**PROVIDED MATERIAL:**

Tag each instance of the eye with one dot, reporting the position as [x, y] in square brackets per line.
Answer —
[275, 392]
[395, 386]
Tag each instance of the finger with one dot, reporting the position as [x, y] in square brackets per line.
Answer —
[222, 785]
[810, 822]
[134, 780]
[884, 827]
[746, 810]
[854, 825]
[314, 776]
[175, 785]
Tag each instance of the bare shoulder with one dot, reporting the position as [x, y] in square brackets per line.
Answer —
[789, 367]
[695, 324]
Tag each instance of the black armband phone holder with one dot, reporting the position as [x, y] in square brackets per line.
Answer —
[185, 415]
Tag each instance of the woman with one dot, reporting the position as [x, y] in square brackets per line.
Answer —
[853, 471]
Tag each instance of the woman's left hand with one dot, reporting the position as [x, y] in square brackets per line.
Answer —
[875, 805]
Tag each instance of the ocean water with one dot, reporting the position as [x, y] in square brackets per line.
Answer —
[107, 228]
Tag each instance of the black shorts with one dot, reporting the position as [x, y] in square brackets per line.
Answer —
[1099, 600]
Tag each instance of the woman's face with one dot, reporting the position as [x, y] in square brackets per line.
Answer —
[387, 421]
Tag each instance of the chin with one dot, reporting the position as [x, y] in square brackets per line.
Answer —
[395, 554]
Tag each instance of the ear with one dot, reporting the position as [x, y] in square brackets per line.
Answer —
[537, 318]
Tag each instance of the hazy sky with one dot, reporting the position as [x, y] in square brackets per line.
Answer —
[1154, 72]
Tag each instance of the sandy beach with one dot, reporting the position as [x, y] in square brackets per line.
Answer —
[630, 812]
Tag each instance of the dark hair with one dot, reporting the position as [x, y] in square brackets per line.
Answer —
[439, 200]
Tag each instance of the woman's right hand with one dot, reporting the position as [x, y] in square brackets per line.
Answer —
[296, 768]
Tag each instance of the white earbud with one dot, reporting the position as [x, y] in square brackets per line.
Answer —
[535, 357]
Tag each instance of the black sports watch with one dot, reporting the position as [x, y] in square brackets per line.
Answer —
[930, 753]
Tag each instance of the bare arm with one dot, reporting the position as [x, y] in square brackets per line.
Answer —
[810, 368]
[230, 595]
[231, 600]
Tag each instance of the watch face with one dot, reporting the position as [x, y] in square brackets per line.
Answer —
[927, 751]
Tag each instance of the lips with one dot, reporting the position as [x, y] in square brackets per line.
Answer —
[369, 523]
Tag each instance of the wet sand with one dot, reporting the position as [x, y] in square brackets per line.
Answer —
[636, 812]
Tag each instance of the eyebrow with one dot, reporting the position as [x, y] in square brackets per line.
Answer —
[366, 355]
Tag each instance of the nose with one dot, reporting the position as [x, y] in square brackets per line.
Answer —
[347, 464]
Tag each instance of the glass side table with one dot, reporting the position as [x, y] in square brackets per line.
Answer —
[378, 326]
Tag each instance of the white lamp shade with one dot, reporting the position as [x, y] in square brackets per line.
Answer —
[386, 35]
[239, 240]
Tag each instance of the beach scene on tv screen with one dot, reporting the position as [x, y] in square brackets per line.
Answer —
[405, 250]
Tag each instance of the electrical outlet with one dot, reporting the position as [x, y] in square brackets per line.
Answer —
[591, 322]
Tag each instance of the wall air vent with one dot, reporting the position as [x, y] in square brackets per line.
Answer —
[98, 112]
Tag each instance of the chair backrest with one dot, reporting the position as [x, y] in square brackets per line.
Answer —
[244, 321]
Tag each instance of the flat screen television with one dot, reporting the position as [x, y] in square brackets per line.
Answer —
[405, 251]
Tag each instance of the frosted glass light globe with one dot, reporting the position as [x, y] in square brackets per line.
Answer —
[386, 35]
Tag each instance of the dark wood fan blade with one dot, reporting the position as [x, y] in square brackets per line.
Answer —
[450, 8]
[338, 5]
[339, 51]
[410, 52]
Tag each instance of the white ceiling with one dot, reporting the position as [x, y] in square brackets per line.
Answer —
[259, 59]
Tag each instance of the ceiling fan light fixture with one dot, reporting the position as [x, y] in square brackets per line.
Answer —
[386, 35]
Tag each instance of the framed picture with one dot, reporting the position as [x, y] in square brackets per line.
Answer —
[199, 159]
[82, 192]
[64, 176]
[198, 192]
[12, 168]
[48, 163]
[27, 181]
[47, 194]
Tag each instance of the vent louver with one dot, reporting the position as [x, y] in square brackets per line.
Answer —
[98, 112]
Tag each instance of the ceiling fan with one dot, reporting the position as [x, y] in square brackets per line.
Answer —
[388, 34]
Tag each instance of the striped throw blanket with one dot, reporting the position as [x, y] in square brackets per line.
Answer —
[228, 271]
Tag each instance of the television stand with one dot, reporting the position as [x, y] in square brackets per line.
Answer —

**WHAT YOU WILL DO:** Having output the line that contains "Tag each instance of the finger", stop. Every line before it, back to the first line of the data, must be reproduced exactly.

**RESPONSE AREA:**
Tag each instance of the eye with one dot, reporting the position as [x, y] in square brackets per line.
Answer —
[275, 392]
[395, 386]
Tag each instance of the finger with one dot, reporting the position as [x, y] in square brackets per line.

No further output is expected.